## Kutipan teks
● ● ● ● ●

Find Us On Social Media :

Kisah Pretty Asmara, Dimanja Sejak dalam Kandungan karena Dianggap Membawa Keberuntungan, Sudah Kenal Cinta saat Kelas 5 SD

By Intisari Online, Minggu, 4 November 2018 | 14:32 WIB

Intisari-Online.com - Pemain sinetron dan komedian Pretty Asmara meninggal dunia saat dirawat di RS Pengayoman, Jakarta, Minggu (4/11).

Ketika meninggal, Pretty sedang menjalani masa tahanan di Rumah Tahanan Pondok Bambu, Jakarta Timur, karena terjerat kasus narkoba.

Soal sepak terjangnya di dunia televisi, perempuan kelahiran Lumajang, Jawa Timur, ini pernah curhat kepada Tabloid NOVA edisi 21 Agustus 2005.

***

Tubuhnya yang tambun justru menguatkan jejak dara asal Lumajang ini di dunia hiburan kita.

Kariernya tetap mengalir, tak pernah surut. Kisahnya begitu memikat untuk diikuti.

● ● ● ● ●

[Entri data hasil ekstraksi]
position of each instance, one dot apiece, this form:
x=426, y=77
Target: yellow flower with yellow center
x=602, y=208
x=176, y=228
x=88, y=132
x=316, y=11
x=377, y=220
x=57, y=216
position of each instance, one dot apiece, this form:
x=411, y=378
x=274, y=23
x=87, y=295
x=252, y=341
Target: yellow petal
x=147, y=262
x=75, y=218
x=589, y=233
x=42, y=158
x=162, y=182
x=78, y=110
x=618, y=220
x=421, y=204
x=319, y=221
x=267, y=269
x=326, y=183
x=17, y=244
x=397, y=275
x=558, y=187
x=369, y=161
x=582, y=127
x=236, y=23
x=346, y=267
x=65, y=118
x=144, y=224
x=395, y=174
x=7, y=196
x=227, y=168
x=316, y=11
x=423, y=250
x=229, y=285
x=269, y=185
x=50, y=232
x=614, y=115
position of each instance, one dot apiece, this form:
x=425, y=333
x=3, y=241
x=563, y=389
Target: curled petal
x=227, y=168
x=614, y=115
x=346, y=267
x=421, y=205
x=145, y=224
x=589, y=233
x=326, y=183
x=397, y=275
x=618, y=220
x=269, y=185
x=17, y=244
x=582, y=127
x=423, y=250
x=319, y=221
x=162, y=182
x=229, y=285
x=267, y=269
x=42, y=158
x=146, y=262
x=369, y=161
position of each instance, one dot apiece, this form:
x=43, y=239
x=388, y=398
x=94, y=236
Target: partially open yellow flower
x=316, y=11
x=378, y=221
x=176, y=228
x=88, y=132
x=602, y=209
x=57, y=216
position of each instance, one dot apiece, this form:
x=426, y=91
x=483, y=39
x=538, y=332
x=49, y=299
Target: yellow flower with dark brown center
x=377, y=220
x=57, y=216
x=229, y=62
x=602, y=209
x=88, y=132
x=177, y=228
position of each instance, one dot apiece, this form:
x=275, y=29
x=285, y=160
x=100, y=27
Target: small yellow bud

● ● ● ● ●

## Petunjuk kerja
Kutip apa adanya bagian artikel tentang Pretty Asmara, mulai dari "Intisari-Online.com - Pemain sinetron" sampai dengan "terjerat kasus narkoba.".

## Jawaban
Intisari-Online.com - Pemain sinetron dan komedian Pretty Asmara meninggal dunia saat dirawat di RS Pengayoman, Jakarta, Minggu (4/11).

Ketika meninggal, Pretty sedang menjalani masa tahanan di Rumah Tahanan Pondok Bambu, Jakarta Timur, karena terjerat kasus narkoba.